Begin

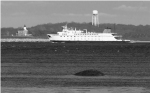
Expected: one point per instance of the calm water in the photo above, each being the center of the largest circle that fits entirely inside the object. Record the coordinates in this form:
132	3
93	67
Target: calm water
42	65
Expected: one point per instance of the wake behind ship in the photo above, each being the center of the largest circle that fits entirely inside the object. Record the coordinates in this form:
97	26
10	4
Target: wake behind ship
73	35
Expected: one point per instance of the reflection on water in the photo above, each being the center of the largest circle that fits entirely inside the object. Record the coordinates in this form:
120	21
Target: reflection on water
77	90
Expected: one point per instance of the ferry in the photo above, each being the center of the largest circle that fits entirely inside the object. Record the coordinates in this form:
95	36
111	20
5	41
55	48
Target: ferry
73	35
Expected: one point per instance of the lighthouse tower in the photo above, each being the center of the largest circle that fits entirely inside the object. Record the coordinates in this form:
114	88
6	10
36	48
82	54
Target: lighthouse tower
95	20
25	30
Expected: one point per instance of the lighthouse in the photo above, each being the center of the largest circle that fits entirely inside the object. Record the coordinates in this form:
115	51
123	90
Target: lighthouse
95	20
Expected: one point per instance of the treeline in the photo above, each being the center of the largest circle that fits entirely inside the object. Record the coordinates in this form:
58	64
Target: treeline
139	32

End

● Your objective
Give the items above again with every "largest circle" swapped for "biggest circle" and nothing else changed. Leave out the pictures.

● The output
Expected: one point per instance of the calm water in the photo above, each being the center of the biggest circle that fits entirely inside the object. Record the coordinates in this form:
132	3
93	67
Target: calm water
42	65
Expected: one point per instance of the wake behind ship in the photo above, each being the center of the biggest circle that fits entirely inside the object. Record the coordinates in this form:
97	26
10	4
Target: wake behind ship
73	35
Expected: one point per instance of the reflection on water in the photo above, each being the center of the biggest circle that fits entirely inside the object. Record the coordinates in this form:
120	21
Target: reflection on water
77	90
Expected: one point per instance of the ferry in the photo above, each being the center of the biggest circle that fits entirely inside the object. Record the coordinates in this form:
95	36
111	20
5	41
55	48
Target: ferry
73	35
Expected: one point per instance of the lighthouse tower in the photo above, each being the center of the biggest circle that fits entirely inside the object. Record the coordinates in this form:
114	88
6	10
36	48
82	54
Target: lighthouse tower
95	20
25	30
Expected: one point per instance of the lighthouse in the photo above, each being the center of the biggest circle that fits entirely inside the object. Record the coordinates in this form:
115	51
123	90
Target: lighthouse
95	20
Expected: one point per instance of the treeline in the photo above, each being the center of the biggest circle that fits entirely inside the object. Record the coordinates in this form:
58	64
Target: treeline
139	32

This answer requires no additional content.